Work to be completed
Within the records below, reproduce without change the lines from the line that has "column 766, row 82" through the line that has "Query: paved mountain road", and only those.

Provided data
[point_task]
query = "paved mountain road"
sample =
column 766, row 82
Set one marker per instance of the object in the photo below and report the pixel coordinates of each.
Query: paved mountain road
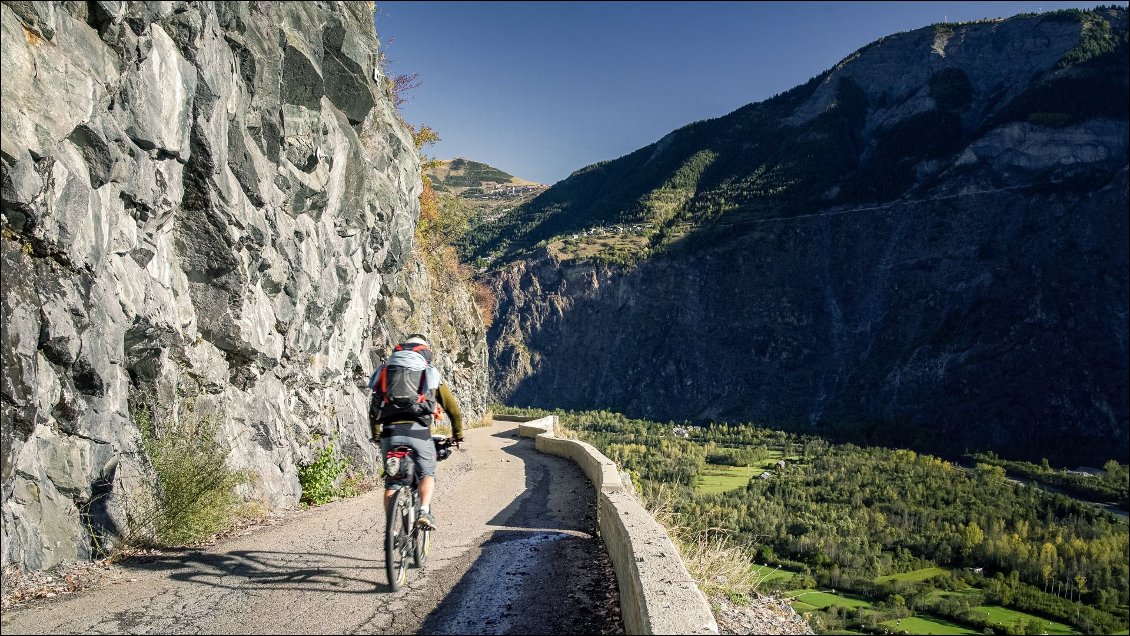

---

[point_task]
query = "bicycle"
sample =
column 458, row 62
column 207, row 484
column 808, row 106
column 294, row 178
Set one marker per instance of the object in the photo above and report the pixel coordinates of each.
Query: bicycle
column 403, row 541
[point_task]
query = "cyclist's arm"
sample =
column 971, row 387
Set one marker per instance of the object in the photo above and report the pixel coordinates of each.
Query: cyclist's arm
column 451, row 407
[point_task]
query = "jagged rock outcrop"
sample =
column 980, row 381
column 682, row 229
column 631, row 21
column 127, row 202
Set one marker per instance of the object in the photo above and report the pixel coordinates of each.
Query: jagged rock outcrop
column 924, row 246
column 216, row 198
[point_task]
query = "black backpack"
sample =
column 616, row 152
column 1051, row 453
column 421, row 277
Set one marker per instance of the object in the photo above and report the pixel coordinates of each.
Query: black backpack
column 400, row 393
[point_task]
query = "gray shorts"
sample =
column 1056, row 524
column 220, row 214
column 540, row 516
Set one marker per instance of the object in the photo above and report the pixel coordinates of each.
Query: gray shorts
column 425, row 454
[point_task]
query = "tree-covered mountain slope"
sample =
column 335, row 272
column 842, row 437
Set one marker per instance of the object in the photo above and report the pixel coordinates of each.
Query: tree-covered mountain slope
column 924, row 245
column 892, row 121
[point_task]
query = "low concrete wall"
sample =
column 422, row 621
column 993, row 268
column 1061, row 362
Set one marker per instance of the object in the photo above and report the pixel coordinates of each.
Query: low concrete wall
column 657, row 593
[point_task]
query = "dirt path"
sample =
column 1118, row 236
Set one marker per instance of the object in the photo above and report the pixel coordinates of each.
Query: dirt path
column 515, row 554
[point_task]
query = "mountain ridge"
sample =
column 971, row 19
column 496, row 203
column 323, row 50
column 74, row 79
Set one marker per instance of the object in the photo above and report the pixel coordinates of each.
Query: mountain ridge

--

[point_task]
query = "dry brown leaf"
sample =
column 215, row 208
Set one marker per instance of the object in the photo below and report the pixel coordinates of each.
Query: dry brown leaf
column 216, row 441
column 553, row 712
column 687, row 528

Expected output
column 766, row 82
Set one marker per instance of the object in the photo below and report the pixel coordinates of each.
Query: paved mountain road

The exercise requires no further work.